— START OF RECORDS PROVIDED —
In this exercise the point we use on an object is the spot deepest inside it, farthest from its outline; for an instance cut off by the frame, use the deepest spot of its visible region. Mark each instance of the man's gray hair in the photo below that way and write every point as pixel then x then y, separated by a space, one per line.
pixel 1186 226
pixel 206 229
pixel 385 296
— END OF RECORDS PROVIDED —
— START OF RECORDS PROVIDED —
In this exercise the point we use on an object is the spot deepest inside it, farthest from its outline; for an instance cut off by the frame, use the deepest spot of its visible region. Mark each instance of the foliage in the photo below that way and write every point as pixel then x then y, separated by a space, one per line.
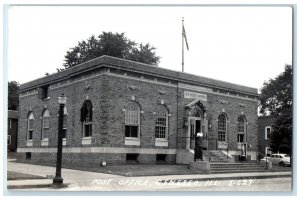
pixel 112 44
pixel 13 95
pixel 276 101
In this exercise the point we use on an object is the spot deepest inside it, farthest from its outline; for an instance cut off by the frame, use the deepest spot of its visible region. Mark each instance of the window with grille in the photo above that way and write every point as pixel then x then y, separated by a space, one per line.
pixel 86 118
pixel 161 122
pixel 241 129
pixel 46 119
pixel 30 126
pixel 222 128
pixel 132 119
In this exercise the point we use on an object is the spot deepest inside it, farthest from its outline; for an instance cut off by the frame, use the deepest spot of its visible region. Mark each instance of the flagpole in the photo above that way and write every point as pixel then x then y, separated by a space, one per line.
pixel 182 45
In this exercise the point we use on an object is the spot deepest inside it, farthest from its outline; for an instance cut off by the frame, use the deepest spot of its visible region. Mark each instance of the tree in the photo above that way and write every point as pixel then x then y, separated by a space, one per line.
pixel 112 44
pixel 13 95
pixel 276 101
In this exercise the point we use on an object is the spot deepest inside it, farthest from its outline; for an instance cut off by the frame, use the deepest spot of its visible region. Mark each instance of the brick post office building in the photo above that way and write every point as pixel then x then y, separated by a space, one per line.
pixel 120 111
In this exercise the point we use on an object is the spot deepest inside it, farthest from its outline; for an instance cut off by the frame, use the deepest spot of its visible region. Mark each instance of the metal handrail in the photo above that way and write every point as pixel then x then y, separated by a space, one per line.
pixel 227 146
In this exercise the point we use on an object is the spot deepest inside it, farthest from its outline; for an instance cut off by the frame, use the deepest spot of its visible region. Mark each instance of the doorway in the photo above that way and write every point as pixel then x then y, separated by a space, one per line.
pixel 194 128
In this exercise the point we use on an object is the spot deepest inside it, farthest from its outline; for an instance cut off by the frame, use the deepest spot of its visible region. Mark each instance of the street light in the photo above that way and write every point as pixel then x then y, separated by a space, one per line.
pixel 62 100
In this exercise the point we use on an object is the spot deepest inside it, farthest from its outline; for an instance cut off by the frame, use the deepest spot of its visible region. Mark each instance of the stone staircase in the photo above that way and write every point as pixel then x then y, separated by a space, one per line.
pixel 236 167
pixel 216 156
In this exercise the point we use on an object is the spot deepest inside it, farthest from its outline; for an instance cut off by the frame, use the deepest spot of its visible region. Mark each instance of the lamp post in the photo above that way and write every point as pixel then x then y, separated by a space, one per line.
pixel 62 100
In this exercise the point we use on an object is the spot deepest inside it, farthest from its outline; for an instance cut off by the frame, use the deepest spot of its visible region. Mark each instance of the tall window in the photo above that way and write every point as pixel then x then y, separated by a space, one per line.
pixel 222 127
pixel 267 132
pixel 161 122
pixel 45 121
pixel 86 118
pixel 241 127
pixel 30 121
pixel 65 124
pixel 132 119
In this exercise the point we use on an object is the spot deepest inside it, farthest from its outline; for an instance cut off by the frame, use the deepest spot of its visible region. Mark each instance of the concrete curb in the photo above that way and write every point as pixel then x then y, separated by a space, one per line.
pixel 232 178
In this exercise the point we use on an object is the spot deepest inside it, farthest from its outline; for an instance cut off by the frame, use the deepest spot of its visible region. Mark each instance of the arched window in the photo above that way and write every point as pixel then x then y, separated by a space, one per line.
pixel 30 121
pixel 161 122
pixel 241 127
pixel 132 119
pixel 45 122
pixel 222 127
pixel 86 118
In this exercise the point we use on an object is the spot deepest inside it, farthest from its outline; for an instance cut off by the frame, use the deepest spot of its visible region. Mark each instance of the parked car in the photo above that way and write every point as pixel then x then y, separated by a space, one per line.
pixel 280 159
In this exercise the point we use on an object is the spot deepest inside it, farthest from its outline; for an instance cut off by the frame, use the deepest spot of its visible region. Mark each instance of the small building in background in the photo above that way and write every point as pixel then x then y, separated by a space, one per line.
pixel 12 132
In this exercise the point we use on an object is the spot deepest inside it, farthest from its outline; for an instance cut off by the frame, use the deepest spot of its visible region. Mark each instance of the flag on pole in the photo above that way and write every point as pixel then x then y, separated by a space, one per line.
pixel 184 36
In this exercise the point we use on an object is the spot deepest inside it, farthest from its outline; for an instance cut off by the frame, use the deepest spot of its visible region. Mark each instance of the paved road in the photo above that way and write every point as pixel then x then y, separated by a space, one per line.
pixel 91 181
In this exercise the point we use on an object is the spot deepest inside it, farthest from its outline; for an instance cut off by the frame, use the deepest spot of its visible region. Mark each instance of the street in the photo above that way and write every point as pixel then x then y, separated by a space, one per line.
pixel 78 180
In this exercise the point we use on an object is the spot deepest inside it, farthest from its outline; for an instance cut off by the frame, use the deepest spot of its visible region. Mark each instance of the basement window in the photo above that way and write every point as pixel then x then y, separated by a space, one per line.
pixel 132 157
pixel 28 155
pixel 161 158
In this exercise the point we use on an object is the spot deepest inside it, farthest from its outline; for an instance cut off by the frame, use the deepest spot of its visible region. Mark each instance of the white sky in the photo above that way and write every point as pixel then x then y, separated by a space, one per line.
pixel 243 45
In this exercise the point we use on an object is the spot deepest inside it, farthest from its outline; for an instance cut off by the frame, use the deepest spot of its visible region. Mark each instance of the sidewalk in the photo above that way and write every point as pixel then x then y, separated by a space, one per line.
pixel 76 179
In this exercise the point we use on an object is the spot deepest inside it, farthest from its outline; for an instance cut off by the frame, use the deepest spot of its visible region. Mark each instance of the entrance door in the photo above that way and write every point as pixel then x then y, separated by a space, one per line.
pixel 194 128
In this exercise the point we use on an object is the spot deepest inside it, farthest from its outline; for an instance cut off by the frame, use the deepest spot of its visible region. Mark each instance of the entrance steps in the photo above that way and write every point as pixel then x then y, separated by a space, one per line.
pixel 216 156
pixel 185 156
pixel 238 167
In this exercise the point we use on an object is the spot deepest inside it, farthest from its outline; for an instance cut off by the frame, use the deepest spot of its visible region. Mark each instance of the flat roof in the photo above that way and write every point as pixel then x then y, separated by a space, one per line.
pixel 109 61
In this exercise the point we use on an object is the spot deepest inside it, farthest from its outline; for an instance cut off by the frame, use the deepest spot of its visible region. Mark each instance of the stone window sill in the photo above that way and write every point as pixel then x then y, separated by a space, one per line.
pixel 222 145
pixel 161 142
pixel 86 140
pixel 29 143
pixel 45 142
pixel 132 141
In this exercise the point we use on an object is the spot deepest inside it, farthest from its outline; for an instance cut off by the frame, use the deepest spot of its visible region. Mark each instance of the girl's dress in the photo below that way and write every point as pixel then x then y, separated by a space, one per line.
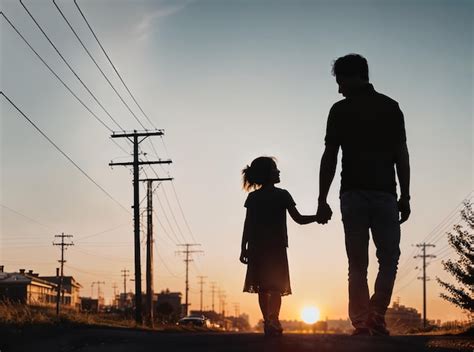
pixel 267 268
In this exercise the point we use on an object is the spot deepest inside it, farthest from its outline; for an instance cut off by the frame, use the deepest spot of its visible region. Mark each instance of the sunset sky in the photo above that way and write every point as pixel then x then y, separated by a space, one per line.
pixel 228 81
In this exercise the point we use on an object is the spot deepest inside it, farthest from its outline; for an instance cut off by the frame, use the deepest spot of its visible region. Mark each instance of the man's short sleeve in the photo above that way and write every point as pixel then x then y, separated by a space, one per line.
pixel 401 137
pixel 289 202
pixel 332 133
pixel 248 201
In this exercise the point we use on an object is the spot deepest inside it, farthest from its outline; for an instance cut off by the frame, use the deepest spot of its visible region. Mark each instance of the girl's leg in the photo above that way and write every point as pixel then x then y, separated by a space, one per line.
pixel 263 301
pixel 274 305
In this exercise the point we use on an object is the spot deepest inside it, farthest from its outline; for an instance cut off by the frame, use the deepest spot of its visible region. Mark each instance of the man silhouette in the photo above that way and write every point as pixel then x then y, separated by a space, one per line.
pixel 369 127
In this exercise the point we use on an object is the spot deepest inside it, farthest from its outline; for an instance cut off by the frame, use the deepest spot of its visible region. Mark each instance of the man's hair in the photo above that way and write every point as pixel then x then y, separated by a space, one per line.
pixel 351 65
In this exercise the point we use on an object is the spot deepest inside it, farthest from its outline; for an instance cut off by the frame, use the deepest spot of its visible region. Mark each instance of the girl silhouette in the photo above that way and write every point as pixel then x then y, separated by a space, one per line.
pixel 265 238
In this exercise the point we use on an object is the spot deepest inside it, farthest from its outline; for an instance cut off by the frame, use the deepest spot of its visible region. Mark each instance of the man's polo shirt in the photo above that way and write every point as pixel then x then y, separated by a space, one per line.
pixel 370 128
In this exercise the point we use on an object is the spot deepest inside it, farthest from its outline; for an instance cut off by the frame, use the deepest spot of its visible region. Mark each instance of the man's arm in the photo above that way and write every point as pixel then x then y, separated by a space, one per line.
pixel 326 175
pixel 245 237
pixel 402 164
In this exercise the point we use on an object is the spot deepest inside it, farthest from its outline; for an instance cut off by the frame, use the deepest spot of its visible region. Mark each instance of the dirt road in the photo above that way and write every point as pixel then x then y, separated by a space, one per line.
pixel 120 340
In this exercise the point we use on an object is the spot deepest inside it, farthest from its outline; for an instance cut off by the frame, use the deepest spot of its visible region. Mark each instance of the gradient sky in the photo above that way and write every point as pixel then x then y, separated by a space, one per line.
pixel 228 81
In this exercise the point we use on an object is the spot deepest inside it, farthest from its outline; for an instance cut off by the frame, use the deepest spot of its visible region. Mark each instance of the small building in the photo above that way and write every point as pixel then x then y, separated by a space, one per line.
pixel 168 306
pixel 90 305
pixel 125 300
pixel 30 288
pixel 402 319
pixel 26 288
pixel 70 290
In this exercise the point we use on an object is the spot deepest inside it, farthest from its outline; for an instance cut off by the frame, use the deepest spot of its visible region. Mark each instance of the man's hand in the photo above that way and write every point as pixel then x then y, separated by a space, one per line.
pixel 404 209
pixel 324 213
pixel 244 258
— END OF RECORDS PROVIDED —
— START OF RECORDS PROVIDED —
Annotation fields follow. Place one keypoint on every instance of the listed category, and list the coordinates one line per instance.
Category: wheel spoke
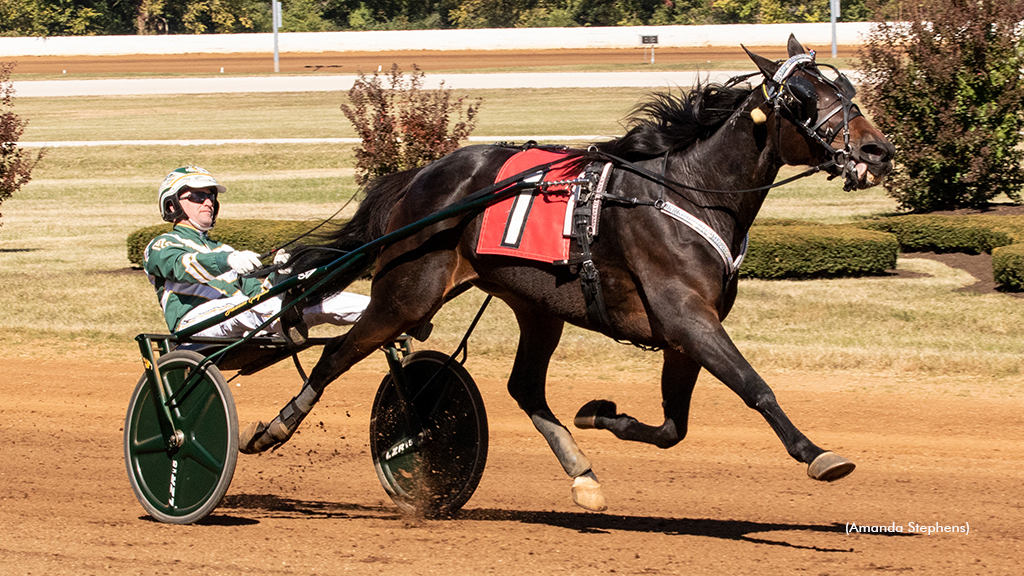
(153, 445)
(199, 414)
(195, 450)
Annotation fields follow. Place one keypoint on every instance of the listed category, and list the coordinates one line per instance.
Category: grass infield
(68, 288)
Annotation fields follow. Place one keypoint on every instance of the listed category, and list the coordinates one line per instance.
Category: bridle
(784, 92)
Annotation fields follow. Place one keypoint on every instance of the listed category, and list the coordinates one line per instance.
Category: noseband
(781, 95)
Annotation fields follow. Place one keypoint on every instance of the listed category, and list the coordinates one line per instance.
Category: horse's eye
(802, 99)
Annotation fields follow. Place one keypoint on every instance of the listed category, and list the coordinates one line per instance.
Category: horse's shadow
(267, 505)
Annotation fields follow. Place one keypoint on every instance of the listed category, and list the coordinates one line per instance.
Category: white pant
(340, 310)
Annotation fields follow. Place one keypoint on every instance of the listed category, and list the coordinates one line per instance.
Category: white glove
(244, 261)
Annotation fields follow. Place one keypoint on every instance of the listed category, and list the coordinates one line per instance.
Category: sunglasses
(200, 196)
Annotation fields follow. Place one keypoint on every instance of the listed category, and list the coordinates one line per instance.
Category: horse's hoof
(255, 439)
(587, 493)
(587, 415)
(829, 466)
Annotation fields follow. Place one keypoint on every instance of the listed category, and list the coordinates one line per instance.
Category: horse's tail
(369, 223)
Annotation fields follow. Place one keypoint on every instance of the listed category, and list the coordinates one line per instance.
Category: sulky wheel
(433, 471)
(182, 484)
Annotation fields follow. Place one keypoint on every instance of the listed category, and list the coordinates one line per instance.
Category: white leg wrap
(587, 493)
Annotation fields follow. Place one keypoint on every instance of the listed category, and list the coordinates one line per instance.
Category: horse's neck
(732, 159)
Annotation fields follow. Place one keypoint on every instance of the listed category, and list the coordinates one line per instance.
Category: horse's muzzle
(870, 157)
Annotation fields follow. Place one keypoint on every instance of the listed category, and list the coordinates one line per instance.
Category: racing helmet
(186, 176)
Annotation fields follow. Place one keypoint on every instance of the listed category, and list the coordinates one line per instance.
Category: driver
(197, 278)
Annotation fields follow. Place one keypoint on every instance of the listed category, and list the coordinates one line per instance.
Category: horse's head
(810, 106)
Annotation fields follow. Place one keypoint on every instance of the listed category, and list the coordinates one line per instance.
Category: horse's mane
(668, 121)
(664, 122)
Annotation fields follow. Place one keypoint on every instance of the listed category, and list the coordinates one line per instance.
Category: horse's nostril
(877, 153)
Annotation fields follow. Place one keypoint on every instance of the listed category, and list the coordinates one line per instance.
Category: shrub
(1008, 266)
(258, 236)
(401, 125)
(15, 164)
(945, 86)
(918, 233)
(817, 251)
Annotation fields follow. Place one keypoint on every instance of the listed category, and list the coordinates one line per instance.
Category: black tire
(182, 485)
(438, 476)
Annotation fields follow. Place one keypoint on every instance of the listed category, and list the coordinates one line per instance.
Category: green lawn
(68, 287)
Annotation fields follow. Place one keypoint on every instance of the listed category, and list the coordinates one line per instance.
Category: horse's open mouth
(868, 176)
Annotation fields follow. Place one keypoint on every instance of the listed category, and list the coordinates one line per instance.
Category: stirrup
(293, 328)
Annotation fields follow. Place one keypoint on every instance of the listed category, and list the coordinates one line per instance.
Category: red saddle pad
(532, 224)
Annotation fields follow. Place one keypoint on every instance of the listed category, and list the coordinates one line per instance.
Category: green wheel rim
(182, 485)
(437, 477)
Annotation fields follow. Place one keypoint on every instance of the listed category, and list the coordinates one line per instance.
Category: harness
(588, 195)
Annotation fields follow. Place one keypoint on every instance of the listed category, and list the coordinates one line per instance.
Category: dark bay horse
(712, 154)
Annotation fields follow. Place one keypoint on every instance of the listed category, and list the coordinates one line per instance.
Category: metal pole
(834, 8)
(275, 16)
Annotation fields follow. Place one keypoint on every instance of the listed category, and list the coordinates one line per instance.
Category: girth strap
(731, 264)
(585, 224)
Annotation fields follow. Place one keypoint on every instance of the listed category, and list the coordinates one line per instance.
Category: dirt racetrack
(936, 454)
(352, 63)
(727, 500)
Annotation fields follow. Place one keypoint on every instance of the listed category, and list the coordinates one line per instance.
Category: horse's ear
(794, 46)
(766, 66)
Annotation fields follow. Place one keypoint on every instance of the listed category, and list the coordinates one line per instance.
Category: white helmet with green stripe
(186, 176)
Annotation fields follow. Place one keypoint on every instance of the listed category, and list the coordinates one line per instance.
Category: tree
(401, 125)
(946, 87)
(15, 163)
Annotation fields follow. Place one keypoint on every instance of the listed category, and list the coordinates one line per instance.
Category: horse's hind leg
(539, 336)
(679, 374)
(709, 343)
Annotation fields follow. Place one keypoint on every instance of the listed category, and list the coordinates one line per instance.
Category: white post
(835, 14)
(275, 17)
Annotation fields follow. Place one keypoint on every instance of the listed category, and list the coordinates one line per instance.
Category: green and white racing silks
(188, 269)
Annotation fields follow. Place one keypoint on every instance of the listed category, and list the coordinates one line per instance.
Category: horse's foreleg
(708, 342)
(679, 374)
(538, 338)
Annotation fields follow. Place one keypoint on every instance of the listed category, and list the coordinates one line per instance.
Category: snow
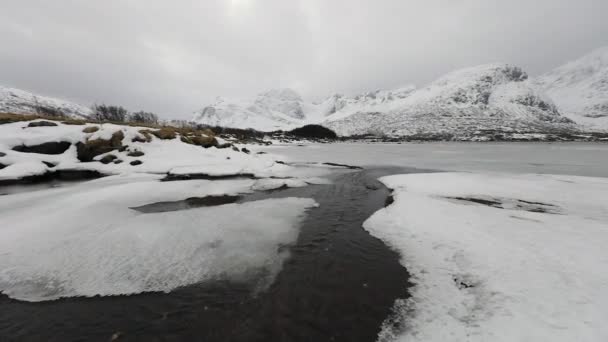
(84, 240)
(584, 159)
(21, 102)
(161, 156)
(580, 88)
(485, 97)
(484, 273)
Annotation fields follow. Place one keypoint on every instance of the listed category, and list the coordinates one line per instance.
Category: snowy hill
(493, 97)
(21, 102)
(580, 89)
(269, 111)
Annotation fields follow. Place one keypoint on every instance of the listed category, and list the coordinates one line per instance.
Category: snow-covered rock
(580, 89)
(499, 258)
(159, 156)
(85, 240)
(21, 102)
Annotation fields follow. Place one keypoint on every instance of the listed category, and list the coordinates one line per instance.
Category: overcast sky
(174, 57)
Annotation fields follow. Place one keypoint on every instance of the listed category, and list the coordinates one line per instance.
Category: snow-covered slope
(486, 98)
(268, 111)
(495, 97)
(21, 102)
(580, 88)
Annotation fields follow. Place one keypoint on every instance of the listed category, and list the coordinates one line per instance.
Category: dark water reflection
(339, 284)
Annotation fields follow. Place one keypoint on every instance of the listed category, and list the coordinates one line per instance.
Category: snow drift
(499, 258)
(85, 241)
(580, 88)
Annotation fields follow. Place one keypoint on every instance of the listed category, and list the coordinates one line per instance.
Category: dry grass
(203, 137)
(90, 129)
— END OF RECORDS PROVIDED —
▶ **EXERCISE DIRECTIONS**
Please copy the items above from the line with "the girl silhouette" to the line with "pixel 265 238", both included, without changing a character.

▶ **SOLUTION BELOW**
In this exercise the point we use on an object is the spot deepest inside it, farthest from its outline; for an instance cut off by the frame, use the deepest spot of its visible region. Mark each instance of the girl silhouette in the photo above that way and write every point as pixel then x then y, separated by a space, one per line.
pixel 265 238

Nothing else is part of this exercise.